> **Passage provided**
Starting in the Sixteenth century, European aristocrats built Wunderkammern: collections of exotic objects such as antlers, paintings, weapons, mineral specimens, and mechanical knick-knacks. According to Umberto Eco’s memorable description, in a Wunderkammer “a unicorn’s horn would be found next to the copy of a Greek statue, and, later, among mechanical crèches and wondrous automata, cocks of precious metal that sang, clocks with a procession of little figures that paraded at noon.” These bricolage samplings of the wonders of reality were meant to impress: The more arcane the collection, the greater the power of the collector. The effect can be dizzying, even in our age of one-click ordering and overnight delivery.

The Web doesn’t dictate how we should organize information. As a result, all sorts of structural frameworks have been tried online. One, in particular, has come to dominate our attention over the past decade or so: the stream, an endless sequence of seemingly random curiosities in the form of posts, messages, tweets, memes, events, etc. These morsels are mostly non-sequiturs: One moment it’s a job posting, the next a photograph of a cat, a review of a fountain pen, a visit to an abandoned Soviet monument, a religious chain letter, a supplication to fund somebody’s medical procedure, a poem by Langston Hughes, an optical illusion. The only context they share is the place where you encounter them: Twitter, Facebook, Medium, YouTube, etc. These information environments have become immensely popular; as a result, streams are now central to many people’s experience of the Web. (It’s very likely these words came to your attention via one of them.)

> **To do**
a: Using the passage on Wunderkammern and online streams, decide whether each statement agrees with it. Answer yes or no for each, quoting the deciding words. (i) European aristocrats began building Wunderkammern in the Sixteenth century. (ii) The Web dictates how information should be organized. (iii) The items in a stream share no context other than the place where they are encountered.
b: Retype the stretch of the passage on Wunderkammern and online streams from "Starting in the" through "and overnight delivery.", character for character.
The material that comes next is separate from the passage on Wunderkammern and online streams.

> **Dataset entries**
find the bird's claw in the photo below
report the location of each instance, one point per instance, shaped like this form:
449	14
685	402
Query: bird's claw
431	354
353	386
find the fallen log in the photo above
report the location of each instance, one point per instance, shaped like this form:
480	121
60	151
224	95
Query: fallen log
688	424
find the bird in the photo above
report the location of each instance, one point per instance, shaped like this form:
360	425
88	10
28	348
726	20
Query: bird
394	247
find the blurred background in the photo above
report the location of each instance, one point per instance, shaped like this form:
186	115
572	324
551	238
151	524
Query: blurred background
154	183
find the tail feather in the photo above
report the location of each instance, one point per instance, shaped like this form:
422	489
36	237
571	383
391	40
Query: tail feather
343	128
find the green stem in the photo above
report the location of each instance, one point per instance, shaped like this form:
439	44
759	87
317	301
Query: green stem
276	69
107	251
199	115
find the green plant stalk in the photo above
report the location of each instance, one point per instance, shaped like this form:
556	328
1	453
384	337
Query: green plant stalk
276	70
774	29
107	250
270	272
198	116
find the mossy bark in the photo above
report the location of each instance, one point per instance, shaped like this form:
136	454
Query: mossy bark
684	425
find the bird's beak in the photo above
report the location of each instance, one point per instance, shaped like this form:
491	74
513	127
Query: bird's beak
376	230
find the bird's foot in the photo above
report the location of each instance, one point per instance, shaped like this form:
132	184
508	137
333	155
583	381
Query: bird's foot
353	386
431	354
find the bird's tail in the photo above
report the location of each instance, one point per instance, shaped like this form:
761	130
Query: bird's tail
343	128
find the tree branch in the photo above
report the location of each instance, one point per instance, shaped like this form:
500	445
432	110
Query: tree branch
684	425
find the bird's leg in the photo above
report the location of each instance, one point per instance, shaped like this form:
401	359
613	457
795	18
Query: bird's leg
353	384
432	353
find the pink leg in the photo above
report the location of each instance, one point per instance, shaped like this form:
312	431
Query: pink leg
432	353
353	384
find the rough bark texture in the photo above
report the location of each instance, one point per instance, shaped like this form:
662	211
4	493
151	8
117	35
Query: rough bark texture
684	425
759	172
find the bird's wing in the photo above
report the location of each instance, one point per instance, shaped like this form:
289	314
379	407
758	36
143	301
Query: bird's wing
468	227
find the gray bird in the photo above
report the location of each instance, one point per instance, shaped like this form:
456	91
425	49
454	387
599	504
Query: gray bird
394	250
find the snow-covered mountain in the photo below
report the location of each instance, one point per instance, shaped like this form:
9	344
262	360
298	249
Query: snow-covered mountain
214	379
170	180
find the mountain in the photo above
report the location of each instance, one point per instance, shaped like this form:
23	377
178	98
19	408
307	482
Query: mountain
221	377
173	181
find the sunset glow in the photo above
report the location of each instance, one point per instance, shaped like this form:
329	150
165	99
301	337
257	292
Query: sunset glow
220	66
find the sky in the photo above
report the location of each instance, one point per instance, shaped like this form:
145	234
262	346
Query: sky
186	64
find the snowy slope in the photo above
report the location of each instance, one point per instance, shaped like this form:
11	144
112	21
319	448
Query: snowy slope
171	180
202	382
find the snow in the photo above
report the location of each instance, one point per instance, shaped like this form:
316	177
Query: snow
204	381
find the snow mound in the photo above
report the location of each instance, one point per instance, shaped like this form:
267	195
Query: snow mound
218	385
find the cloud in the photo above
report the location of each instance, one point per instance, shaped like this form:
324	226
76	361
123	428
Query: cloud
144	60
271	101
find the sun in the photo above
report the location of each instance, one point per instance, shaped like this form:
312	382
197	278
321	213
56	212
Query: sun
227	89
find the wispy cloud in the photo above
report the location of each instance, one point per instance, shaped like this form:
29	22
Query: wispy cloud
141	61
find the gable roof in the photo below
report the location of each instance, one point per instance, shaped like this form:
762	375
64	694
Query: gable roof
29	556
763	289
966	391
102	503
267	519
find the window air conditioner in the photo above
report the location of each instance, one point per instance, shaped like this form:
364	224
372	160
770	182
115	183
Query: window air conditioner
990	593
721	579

> **Answers to the problems**
a:
(i) Yes: "Starting in the Sixteenth century, European aristocrats built Wunderkammern"
(ii) No: "The Web doesn’t dictate how we should organize information."
(iii) Yes: "The only context they share is the place where you encounter them"

b:
Starting in the Sixteenth century, European aristocrats built Wunderkammern: collections of exotic objects such as antlers, paintings, weapons, mineral specimens, and mechanical knick-knacks. According to Umberto Eco’s memorable description, in a Wunderkammer “a unicorn’s horn would be found next to the copy of a Greek statue, and, later, among mechanical crèches and wondrous automata, cocks of precious metal that sang, clocks with a procession of little figures that paraded at noon.” These bricolage samplings of the wonders of reality were meant to impress: The more arcane the collection, the greater the power of the collector. The effect can be dizzying, even in our age of one-click ordering and overnight delivery.